* _Brano da leggere_
◆ ◆ ◆ ◆ ◆
Lodare, benedire, ringraziare Dio non sono questi gli atteggiamenti che più e meglio caratterizzano la celebrazione eucaristica? Teresa li ha talmente interiorizzati che non riesce più a pensare a se stessa e alla sua vicenda senza sentire forte, nel contempo, il bisogno di lodare il Signore.

 

 

Abbandonarsi docilmente alla voce di Dio

Mettersi in ascolto di Dio che parla e disporsi, nell’obbedienza della fede, a lasciarsi illuminare dalla sua Parola perché tutta la vita si trasformi in costante e filiale dialogo: è quanto viviamo durante la Liturgia della Parola ed è anche l’atteggiamento che essa suscita in tutti i credenti. Anche in Teresa era forte il desiderio di lasciarsi istruire direttamente da Dio e di entrare con lui in dialogo. Questo episodio ci dice quanto fosse presente in lei questa convinzione, fin dalla sua infanzia:

§ Un giorno una delle mie maestre dell’Abbazia mi chiese cosa facevo nei giorni di vacanza quando ero sola. Io le risposi che andavo dietro il mio letto, in uno spazio vuoto che c’era, e che mi era facile chiudere con la tenda e là “pensavo”. “Ma a cosa pensi?” mi disse. “Penso al buon Dio, alla vita… all’ETERNITÀ, insomma penso!”. La buona religiosa rise molto di me; più avanti le piaceva ricordarmi il tempo in cui pensavo, e mi chiedeva se pensavo ancora… Adesso capisco che facevo orazione senza saperlo e che già il buon Dio mi istruiva in segreto (MA 104).

 

Altro non chiedeva la piccola Teresa che di essere aiutata a scoprire l’amore che il Signore aveva per lei, a saper riconoscere la sua voce e accogliere la sua volontà. Per questo accettava volentieri di essere guidata dalle sue sorelle nel cammino di vita cristiana. Così parla della sua sorella Paolina:

§ Fin dal mattino lei veniva da me, mi chiedeva se avevo offerto il mio cuore al buon Dio, dopo mi vestiva parlandomi di Lui e poi vicino a lei dicevo la mia preghiera. In seguito veniva la lezione di lettura; la prima parola che riuscii a leggere da sola fu questa: “Cieli” (MA 46).
◆ ◆ ◆ ◆ ◆
* _Consegne_
**a.** Nel brano su Teresa, quale fu la prima parola che lei riuscì a leggere da sola?
**b.** Elenca gli atteggiamenti verso Dio che, secondo la domanda con cui si apre il brano, caratterizzano la celebrazione eucaristica.
**c.** Prosegui il brano su Teresa a partire dal punto in cui si interrompe.
Il materiale che segue non ha alcun legame con il brano.

* _Materiale presentato_
◆ ◆ ◆ ◆ ◆
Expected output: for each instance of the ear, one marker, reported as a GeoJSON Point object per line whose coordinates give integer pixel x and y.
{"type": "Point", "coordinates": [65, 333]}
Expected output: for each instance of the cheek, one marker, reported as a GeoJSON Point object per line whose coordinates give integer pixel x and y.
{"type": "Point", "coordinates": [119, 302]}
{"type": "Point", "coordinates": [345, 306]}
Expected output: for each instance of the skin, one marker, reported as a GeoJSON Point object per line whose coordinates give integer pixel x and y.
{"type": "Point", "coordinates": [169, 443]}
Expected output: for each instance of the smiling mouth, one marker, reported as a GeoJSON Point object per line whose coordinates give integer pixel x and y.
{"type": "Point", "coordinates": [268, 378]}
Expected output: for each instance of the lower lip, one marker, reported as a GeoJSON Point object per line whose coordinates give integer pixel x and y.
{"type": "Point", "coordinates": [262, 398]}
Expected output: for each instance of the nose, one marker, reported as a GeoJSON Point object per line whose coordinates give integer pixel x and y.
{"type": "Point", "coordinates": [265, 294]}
◆ ◆ ◆ ◆ ◆
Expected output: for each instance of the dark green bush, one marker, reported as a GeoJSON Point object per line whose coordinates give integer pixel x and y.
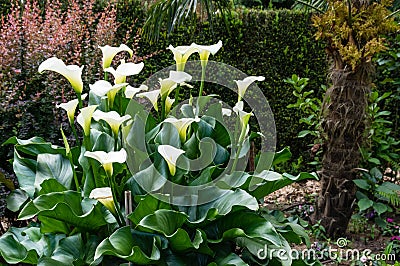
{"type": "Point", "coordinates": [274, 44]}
◆ ◆ ◆ ◆ ◆
* _Soluzioni in ordine_
**a.** La parola "Cieli".

**b.** Lodare Dio, benedire Dio, ringraziare Dio.

**c.**
 

E quando Paolina entrò nel Carmelo, si lasciò docilmente guidare dalla sorella Maria:

§ Nel mio caso era Maria che prendeva il posto di Paolina. Mi sedevo sulle sue ginocchia e là ascoltavo avidamente quello che mi diceva. Mi sembra che tutto il suo cuore, così grande, così generoso, passasse nel mio; come i guerrieri illustri insegnano ai loro figli il mestiere delle armi, così mi parlava dei combattimenti della vita, della palma data ai vittoriosi. Maria mi parlava anche delle ricchezze immortali che è facile ammassare ogni giorno, della disgrazia di passare senza voler faticare per tendere la mano e prenderle. Poi mi indicava il modo di essere santa con la fedeltà alle cose più piccole, e mi diede il foglietto: “Della rinuncia” che meditavo deliziata. Ah, come era eloquente la mia cara madrina! (MA 103).

 

Anche Teresa, a sua volta, sperimentò la gioia di accompagnare dei bimbi nella scoperta dell’amore di Dio e nella gioia di poter dialogare con Lui nella preghiera, quando la sua famiglia accolse in casa sua due orfani. Colpisce la sua profonda convinzione dell’utilità di educare alla vita cristiana i bambini fin dalla più tenera età.

§ Vedendo da vicino queste anime innocenti, ho capito che sfortuna era di non formarle bene fin dal risveglio, quando somigliano ad una cera molle sulla quale si può deporre l’impronta delle virtù, ma anche quella del male. Ho capito quello che ha detto Gesù nel Vangelo: che sarebbe meglio essere gettati in mare che scandalizzare uno solo di questi piccoli. Ah, quante anime arriverebbero alla santità, se fossero ben dirette! (MA 148).

 

Ella era ben consapevole che il Signore è il grande educatore, ma sa anche che Egli non disdegna di servirsi di chi ci sta accanto, soprattutto dei genitori, per accompagnarci nel nostro cammino di fede:

§ Lo so, il buon Dio non ha bisogno di nessuno per compiere la sua opera, ma come permette ad un abile giardiniere di coltivare piante rare e delicate e gli dà per questo la scienza necessaria, riservando a Se stesso la cura di fecondare, così Gesù vuole essere aiutato nella sua divina cultura delle anime. Cosa accadrebbe se un giardiniere maldestro non innestasse bene i suoi arbusti? se non sapesse riconoscere la natura di ognuno e volesse far sbocciare delle rose su un pesco? Farebbe morire l’albero che tuttavia era buono e capace di produrre frutti. È così che bisogna saper riconoscere fin dall’infanzia ciò che il buon Dio chiede alle anime e assecondare l’azione della grazia, senza mai precederla o rallentarla. Come gli uccellini imparano a cantare ascoltando i loro genitori, così i bambini imparano la scienza delle virtù, il canto sublime dell’Amore Divino, accanto alle anime incaricate di formarli alla vita (MA 149).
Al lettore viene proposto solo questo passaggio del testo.